## Requirements
Copy out all of the lines below with "pin" replaced by "marker" wherever it occurs, keeping everything else the same. Leave the pictures out of your answer.
= = = = =
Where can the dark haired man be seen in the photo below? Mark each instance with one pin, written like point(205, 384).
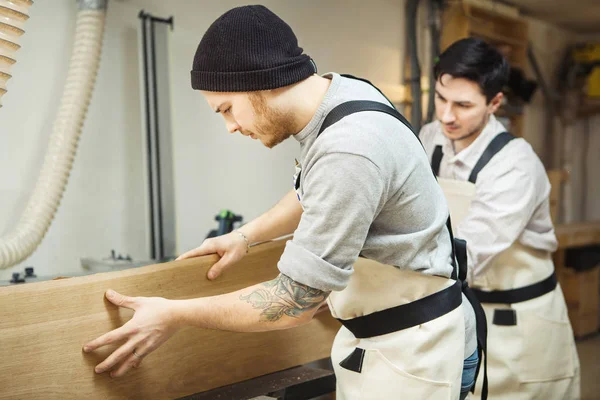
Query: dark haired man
point(363, 187)
point(498, 192)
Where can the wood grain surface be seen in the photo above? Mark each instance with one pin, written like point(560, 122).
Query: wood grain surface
point(44, 325)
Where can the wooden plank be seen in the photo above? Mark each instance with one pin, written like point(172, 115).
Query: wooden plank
point(44, 325)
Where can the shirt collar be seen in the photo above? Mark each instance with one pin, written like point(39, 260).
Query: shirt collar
point(319, 116)
point(470, 155)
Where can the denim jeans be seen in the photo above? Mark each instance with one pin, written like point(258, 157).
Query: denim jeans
point(468, 379)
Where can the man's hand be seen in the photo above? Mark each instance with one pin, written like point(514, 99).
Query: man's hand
point(152, 325)
point(230, 247)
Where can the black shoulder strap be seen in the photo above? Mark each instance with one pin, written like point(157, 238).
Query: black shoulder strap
point(459, 247)
point(354, 106)
point(436, 160)
point(493, 148)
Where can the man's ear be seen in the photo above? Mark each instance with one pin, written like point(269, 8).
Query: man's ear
point(495, 103)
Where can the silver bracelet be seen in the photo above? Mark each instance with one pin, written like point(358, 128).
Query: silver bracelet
point(245, 240)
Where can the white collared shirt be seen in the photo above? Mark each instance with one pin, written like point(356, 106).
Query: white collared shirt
point(512, 195)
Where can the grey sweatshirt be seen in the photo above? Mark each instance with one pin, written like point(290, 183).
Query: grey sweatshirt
point(366, 188)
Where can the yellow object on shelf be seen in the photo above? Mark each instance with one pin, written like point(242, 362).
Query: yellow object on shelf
point(589, 54)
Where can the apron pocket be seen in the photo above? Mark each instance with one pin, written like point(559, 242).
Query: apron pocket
point(381, 379)
point(547, 348)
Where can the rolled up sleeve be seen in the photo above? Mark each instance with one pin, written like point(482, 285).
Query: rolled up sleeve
point(343, 193)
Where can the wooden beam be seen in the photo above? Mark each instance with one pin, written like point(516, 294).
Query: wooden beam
point(44, 325)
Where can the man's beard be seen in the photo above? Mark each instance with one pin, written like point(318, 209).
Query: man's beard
point(272, 126)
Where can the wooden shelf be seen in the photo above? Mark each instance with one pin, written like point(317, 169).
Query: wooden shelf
point(499, 27)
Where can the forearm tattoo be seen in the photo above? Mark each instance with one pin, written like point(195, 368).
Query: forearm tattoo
point(284, 296)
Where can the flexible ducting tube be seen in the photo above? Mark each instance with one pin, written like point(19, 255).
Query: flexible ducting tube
point(13, 15)
point(19, 244)
point(416, 116)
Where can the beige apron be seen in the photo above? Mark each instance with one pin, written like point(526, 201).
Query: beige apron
= = = = =
## Task answer
Where can the dark haired man be seen in the photo below? Mark each instance with one marker, written like point(205, 384).
Query: dark haired man
point(363, 187)
point(498, 192)
Where can the wood grain surface be seen in the photo above? Mark each instance with one marker, written like point(560, 122).
Query: wood grain surface
point(44, 325)
Where can the wooden plank be seen in the photo above? Mark each instance with one marker, written like point(172, 115).
Query: wooden plank
point(44, 325)
Where can the shirt collar be seen in the photo above? Mark each instance with one marker, written like point(39, 260).
Query: shirt collar
point(319, 116)
point(470, 155)
Where can the denim jeans be seen in the photo above? Mark each instance with one marker, written like point(258, 157).
Query: denim jeans
point(468, 379)
Where can the man's hand be seen in the photo above? Mark each instance with one marker, written like point(514, 99).
Query: man's hand
point(152, 325)
point(230, 247)
Where can the black shoulder strap be seen in the photo above? Mark each instance with one marker, written like point(157, 238).
Query: black shoulder strap
point(459, 247)
point(354, 106)
point(436, 160)
point(493, 148)
Where can the man's ear be seen in the photo above? Mark each instance with one marker, written like point(269, 8).
Query: man's ear
point(495, 103)
Where can the silver bracelet be seen in the photo above? Mark each instance with one marker, written like point(358, 128).
Query: silver bracelet
point(245, 240)
Where can the white collared shirt be seen in the photo above? Mark each instance with one marker, written like point(356, 106).
Query: white collared shirt
point(512, 195)
Where can the grey sweatshirt be seen in the photo above? Mark each instance with one marker, written like point(290, 183).
Query: grey sweatshirt
point(366, 188)
Where can the yellow object on shelf be seen in the photo above? Mark each instance with one marker, written like point(242, 362).
Query: yellow object on shelf
point(589, 54)
Where can the apron pocket be seen in the photo above? Mark each instance with one marker, written like point(559, 242).
Query: apron pocket
point(381, 379)
point(547, 348)
Where can the rolled up sleeve be seen in the photo above? Mark each instance with one marker, written like point(482, 285).
Query: rolled up sleeve
point(343, 193)
Where can the wooden beam be seen in the photo above? Mark each instance with one marker, written like point(516, 294).
Query: wooden beam
point(44, 325)
Where can the man's beard be seen in the photo above? Mark each instance with one marker, written like point(318, 209).
Query: man's beard
point(272, 126)
Where can the wooden shelf be seen in the photo above? Mark each instance with one marker, written like point(317, 169).
Query: wooden shelf
point(499, 27)
Where can the forearm tattoo be seen in the photo above? Mark each instance with one marker, written like point(195, 368).
Query: forearm tattoo
point(284, 296)
Where can the flexible ducting tube be seen in the photo above? Mark each instance with one marker, written like point(19, 255).
Query: flexible ducting tube
point(13, 15)
point(19, 244)
point(416, 116)
Where can the beige apron be seen in the photo above? Mark each instance with one marker, written like point(526, 201).
Query: beige apron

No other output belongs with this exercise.